> Excerpt to read
* start *
I had a cheap D-Lock.


Getting Fit

I put a fair bit of effort into getting some miles in (well at least for me).  I started midway through April and I was doing a hundred miles a week for a few weeks.  Between the middle of April and the trip in June I did 737 miles (but it was in Essex!).

I doubt very much that Seth and Dave did anything more than use their bikes to get about locally.  Probably didn't do many rides over 3 miles although I seem to recall Seth riding out to Stansted airport from Chelmsford (unless that was some other time).

 Getting to Bilbao
I booked tickets on the Portsmouth - Bilbao ferry for 3 foot passengers (bikes free) and a four berth cabin.  I checked out the price of the train to Portsmouth but the cost was dearer than taking the car and parking not to mention the hassle of taking our collection of bikes and bags on the train (and across London).  I booked secure parking close to the ferry terminal at £50 for two weeks (plus £2 a day thereafter).
I didn't book a return ferry because I didn't know when we’d need it.  I assumed it would be easy to get them on arrival at St Malo.
Saturday 22 June 1996: getting to Portsmouth
We shoved the three bikes and the luggage into my Astra estate and arrived at about 4 pm but the car park didn't open until 5 pm.  They needed cash up front so paid £62 for 2 weeks 6 days.  It was a multi-storey car park with lockable cages for each car.  Felt pretty secure.  We went across the road to the terminal.  When called, we were directed on our bikes to a lane which had just one other cyclist.  We went on before the cars, cycled up the ramp and along the deck to the front of the ship and secured the bikes with thick ropes.  Set sail at 8 pm.
* end *
> Stored records
* start *
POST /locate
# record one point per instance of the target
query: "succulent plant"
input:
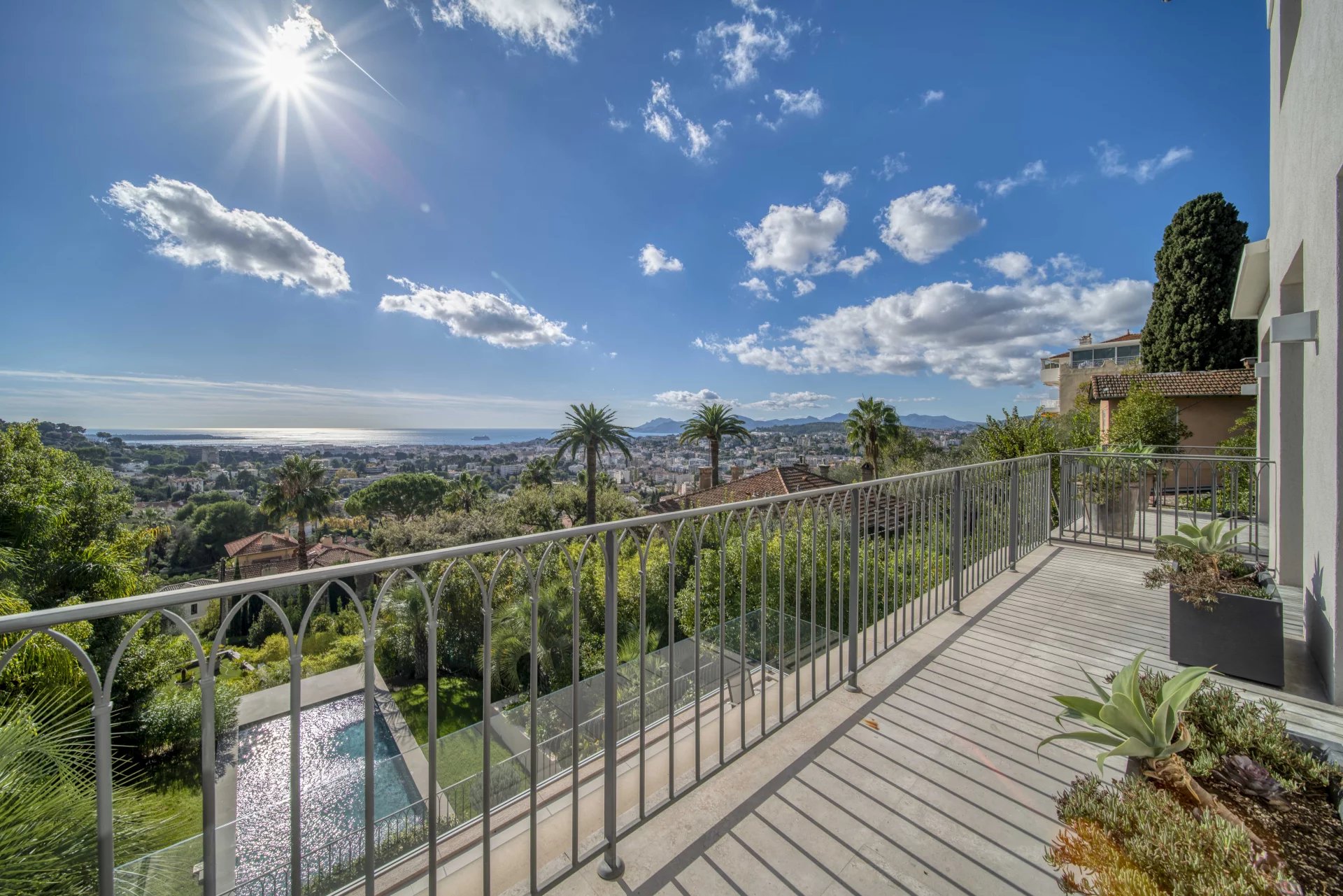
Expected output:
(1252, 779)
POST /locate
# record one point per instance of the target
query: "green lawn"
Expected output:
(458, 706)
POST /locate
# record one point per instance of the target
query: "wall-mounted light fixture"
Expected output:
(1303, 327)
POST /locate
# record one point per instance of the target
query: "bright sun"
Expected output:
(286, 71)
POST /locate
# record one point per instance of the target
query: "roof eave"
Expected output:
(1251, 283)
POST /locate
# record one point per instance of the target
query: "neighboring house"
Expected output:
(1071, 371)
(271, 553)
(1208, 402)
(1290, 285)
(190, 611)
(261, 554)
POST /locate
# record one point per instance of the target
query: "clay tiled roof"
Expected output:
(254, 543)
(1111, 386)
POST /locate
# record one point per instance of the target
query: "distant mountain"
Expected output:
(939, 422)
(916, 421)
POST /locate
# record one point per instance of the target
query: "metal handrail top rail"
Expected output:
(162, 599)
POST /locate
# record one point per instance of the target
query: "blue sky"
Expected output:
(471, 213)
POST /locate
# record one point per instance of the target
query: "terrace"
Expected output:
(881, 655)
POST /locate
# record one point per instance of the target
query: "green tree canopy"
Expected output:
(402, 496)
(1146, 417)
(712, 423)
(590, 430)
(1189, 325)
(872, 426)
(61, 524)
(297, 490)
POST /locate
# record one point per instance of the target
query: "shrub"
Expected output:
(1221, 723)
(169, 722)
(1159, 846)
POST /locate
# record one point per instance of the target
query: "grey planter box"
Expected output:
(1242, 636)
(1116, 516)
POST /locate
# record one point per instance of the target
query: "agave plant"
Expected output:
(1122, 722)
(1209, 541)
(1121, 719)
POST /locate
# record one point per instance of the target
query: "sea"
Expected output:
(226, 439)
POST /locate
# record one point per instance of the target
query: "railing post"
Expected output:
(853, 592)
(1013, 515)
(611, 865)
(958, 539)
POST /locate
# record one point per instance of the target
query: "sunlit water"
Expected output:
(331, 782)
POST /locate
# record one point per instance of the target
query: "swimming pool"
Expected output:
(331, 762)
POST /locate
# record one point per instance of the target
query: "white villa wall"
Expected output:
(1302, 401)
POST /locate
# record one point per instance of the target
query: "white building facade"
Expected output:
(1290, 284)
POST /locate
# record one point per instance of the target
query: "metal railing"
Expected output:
* end *
> Written instruction
Transcribe the entire cycling trip account word for word. The listing is separate material and has nothing to do with the cycling trip account.

> Expected answer
I had a cheap D-Lock.


Getting Fit

I put a fair bit of effort into getting some miles in (well at least for me).  I started midway through April and I was doing a hundred miles a week for a few weeks.  Between the middle of April and the trip in June I did 737 miles (but it was in Essex!).

I doubt very much that Seth and Dave did anything more than use their bikes to get about locally.  Probably didn't do many rides over 3 miles although I seem to recall Seth riding out to Stansted airport from Chelmsford (unless that was some other time).

 Getting to Bilbao
I booked tickets on the Portsmouth - Bilbao ferry for 3 foot passengers (bikes free) and a four berth cabin.  I checked out the price of the train to Portsmouth but the cost was dearer than taking the car and parking not to mention the hassle of taking our collection of bikes and bags on the train (and across London).  I booked secure parking close to the ferry terminal at £50 for two weeks (plus £2 a day thereafter).
I didn't book a return ferry because I didn't know when we’d need it.  I assumed it would be easy to get them on arrival at St Malo.
Saturday 22 June 1996: getting to Portsmouth
We shoved the three bikes and the luggage into my Astra estate and arrived at about 4 pm but the car park didn't open until 5 pm.  They needed cash up front so paid £62 for 2 weeks 6 days.  It was a multi-storey car park with lockable cages for each car.  Felt pretty secure.  We went across the road to the terminal.  When called, we were directed on our bikes to a lane which had just one other cyclist.  We went on before the cars, cycled up the ramp and along the deck to the front of the ship and secured the bikes with thick ropes.  Set sail at 8 pm.